Les Menuires, France | Active: early 2000s-present | Focus: freestyle, halfpipe, freeride, ski films, ski culture | Current: Parallelo co-director and video podcast host
The small mountain of Gros Tougnes above Les Menuires carried cold Belleville snow and teenage impatience. Pierre Guyot arrived with freestyle habits, Victor Galuchot with freeride eyes, and the two kept returning to the same features: a wind lip, a jump, a line that looked harmless until speed made it real. That terrain became more than a playground. It built a friendship, a shared language, and eventually Parallelo, their 2025 film about twenty winters of skiing side by side. Guyot’s career has always lived in that mixed space: part halfpipe competitor, part prankster, part video maker, part skier who never stopped chasing the strange pleasure of a badly reasonable idea.
Guyot’s early biography is unusually direct because he told it himself in a 2008 Skipass interview. He did not come from a classic mountain-family myth. He described himself as a Parisian kid who moved to the mountains at age five for health reasons, living in Font Romeu, Briançon, and then Les Menuires. At Briançon, he entered ski studies but did not become a standard alpine-track athlete. Alpine skiing still gave him physical and technical foundations, but the turn came through snowblade culture, then freestyle skiing around 1999 and 2000. He mentioned Snow & DJ events, several wins or podiums in big air, and a period when he remained amateur while studying and skiing on weekends.
FIS lists Pierre Guyot as a French freestyle athlete from C.S. Les Menuires, FIS Code 2408737, born in 1984, with competition status marked not active. The official record confirms a formal freestyle career, especially in halfpipe, but Guyot’s own 2014 reflection gives the more honest summary. He said he had never won a major international competition and described his World Cup pipe results as fifth, sixth, seventh, and eighth-place finishes that did not stay in public memory like victories. That humility fits his place in French freeskiing. He was good enough to belong near the World Cup pipe conversation, but his fame came as much from personality, edits, and cultural timing as from score sheets.

· · · · · · ·

# Given instruction 1:
Using the Pierre Guyot profile, decide whether each statement is accurate: (a) Guyot moved to the mountains at age five; (b) Guyot won a major international competition; (c) Parallelo came out in 2020. For each, answer yes or no and quote the deciding words.
# Given instruction 2:
Name every focus area that the header line of the Pierre Guyot profile assigns to him.
# Given instruction 3:
Reproduce everything in the Pierre Guyot profile from "Les Menuires, France" down to "badly reasonable idea.".
The items come from a separate source unrelated to the Pierre Guyot profile.

Entries from a point annotation set:
· · · · · · ·

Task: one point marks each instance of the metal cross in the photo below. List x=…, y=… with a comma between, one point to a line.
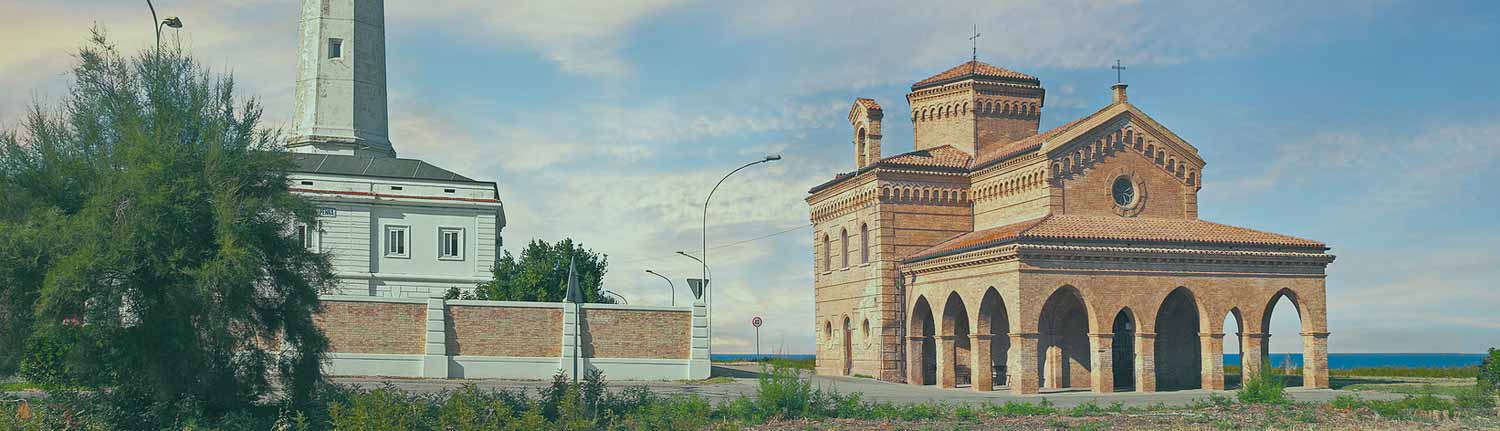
x=974, y=41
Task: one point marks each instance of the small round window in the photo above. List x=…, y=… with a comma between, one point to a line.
x=1124, y=191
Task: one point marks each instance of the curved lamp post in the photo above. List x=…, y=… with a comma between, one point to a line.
x=621, y=296
x=168, y=21
x=708, y=295
x=668, y=284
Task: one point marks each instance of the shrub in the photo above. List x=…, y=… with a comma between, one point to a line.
x=1263, y=388
x=1490, y=371
x=47, y=361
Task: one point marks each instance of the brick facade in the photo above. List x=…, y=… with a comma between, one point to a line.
x=635, y=334
x=372, y=326
x=1065, y=259
x=504, y=331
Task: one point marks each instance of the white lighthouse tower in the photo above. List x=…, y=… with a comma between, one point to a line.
x=341, y=80
x=395, y=227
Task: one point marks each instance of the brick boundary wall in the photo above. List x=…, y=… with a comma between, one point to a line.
x=512, y=340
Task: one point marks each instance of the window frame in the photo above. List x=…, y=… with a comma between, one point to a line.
x=458, y=251
x=405, y=242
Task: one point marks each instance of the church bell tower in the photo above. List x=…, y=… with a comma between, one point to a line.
x=341, y=80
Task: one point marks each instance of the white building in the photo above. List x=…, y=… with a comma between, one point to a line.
x=395, y=227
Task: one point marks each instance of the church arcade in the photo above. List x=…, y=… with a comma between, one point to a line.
x=996, y=257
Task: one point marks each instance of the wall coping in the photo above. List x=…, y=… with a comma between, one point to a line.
x=516, y=304
x=623, y=307
x=351, y=298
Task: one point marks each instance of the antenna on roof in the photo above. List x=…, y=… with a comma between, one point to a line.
x=974, y=42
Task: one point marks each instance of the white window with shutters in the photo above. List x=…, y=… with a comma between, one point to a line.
x=450, y=244
x=398, y=241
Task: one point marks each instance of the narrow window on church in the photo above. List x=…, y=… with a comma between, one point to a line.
x=828, y=263
x=864, y=244
x=450, y=244
x=396, y=241
x=843, y=244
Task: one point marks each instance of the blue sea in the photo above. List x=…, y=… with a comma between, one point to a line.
x=1337, y=361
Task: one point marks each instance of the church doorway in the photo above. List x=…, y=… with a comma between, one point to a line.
x=848, y=356
x=1178, y=349
x=995, y=322
x=1287, y=326
x=956, y=328
x=1233, y=377
x=926, y=358
x=1064, y=346
x=1122, y=350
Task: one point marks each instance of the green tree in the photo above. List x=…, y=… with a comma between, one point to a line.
x=153, y=212
x=540, y=274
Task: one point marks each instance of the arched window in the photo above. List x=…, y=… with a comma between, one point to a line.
x=827, y=254
x=864, y=244
x=843, y=244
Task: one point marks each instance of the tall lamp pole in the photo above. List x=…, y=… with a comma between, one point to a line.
x=668, y=284
x=708, y=295
x=170, y=21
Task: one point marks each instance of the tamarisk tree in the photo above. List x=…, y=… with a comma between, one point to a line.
x=147, y=217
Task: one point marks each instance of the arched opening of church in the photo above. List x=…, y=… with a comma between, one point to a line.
x=924, y=367
x=1122, y=350
x=1064, y=341
x=1178, y=349
x=848, y=347
x=1281, y=350
x=956, y=332
x=993, y=328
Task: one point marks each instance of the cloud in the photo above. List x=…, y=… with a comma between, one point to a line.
x=582, y=38
x=890, y=41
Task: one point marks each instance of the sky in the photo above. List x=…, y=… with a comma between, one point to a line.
x=1368, y=125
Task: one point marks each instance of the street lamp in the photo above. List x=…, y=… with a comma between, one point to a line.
x=708, y=295
x=668, y=284
x=168, y=21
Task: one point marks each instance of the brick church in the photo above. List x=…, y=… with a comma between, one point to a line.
x=998, y=256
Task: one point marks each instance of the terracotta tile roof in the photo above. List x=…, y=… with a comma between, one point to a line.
x=995, y=153
x=975, y=239
x=1116, y=229
x=1157, y=230
x=945, y=156
x=975, y=69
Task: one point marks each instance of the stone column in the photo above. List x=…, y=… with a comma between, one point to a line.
x=980, y=367
x=1212, y=344
x=914, y=361
x=1022, y=364
x=1052, y=379
x=699, y=365
x=1314, y=359
x=945, y=362
x=1250, y=355
x=435, y=358
x=1145, y=361
x=1101, y=364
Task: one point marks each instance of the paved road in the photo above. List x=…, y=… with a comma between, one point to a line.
x=744, y=385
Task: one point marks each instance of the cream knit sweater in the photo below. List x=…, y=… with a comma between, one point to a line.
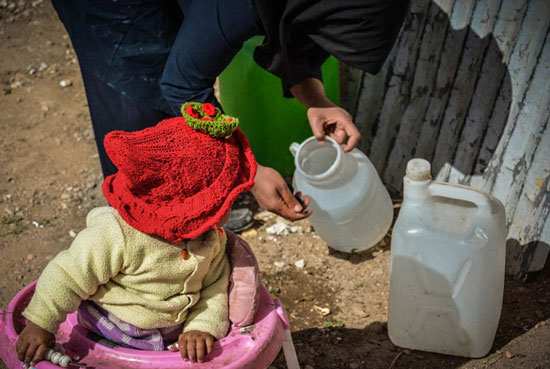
x=140, y=278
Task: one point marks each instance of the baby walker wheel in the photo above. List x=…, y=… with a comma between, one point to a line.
x=252, y=348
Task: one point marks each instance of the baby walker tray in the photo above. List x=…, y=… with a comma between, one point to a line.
x=252, y=347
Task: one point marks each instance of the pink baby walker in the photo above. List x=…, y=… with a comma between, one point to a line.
x=251, y=347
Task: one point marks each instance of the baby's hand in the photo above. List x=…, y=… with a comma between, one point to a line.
x=33, y=343
x=195, y=345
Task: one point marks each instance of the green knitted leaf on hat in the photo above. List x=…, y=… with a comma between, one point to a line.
x=209, y=119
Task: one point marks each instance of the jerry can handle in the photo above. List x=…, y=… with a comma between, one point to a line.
x=294, y=147
x=481, y=200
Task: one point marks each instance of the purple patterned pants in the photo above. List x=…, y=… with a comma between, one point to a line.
x=100, y=321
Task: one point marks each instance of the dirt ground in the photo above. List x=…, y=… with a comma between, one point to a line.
x=50, y=178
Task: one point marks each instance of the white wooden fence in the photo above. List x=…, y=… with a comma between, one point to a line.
x=467, y=86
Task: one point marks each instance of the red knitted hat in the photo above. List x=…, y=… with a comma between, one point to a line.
x=175, y=181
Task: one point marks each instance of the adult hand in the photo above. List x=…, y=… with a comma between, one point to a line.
x=272, y=193
x=33, y=344
x=334, y=122
x=195, y=345
x=325, y=117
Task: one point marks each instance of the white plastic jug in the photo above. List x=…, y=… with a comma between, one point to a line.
x=447, y=267
x=352, y=209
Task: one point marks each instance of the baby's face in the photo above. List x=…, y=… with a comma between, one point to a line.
x=224, y=220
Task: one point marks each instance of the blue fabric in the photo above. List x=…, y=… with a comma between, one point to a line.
x=137, y=46
x=141, y=59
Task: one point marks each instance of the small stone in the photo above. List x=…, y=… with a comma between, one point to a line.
x=300, y=263
x=377, y=327
x=295, y=229
x=65, y=83
x=249, y=233
x=323, y=311
x=279, y=264
x=279, y=229
x=358, y=310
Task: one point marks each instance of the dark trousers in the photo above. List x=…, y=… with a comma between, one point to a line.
x=110, y=111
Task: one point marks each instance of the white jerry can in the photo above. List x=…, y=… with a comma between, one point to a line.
x=447, y=267
x=352, y=209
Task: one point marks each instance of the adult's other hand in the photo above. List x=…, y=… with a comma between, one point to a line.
x=334, y=122
x=325, y=117
x=273, y=194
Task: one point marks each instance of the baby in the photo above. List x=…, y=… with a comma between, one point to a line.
x=152, y=269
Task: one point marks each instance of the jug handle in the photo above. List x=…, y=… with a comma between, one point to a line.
x=481, y=200
x=294, y=147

· · · · · · ·

# Expected output 1:
(a) Yes: "moved to the mountains at age five for health reasons"
(b) No: "he had never won a major international competition"
(c) No: "their 2025 film about twenty winters of skiing side by side"

# Expected output 2:
freestyle, halfpipe, freeride, ski films, ski culture

# Expected output 3:
Les Menuires, France | Active: early 2000s-present | Focus: freestyle, halfpipe, freeride, ski films, ski culture | Current: Parallelo co-director and video podcast host
The small mountain of Gros Tougnes above Les Menuires carried cold Belleville snow and teenage impatience. Pierre Guyot arrived with freestyle habits, Victor Galuchot with freeride eyes, and the two kept returning to the same features: a wind lip, a jump, a line that looked harmless until speed made it real. That terrain became more than a playground. It built a friendship, a shared language, and eventually Parallelo, their 2025 film about twenty winters of skiing side by side. Guyot’s career has always lived in that mixed space: part halfpipe competitor, part prankster, part video maker, part skier who never stopped chasing the strange pleasure of a badly reasonable idea.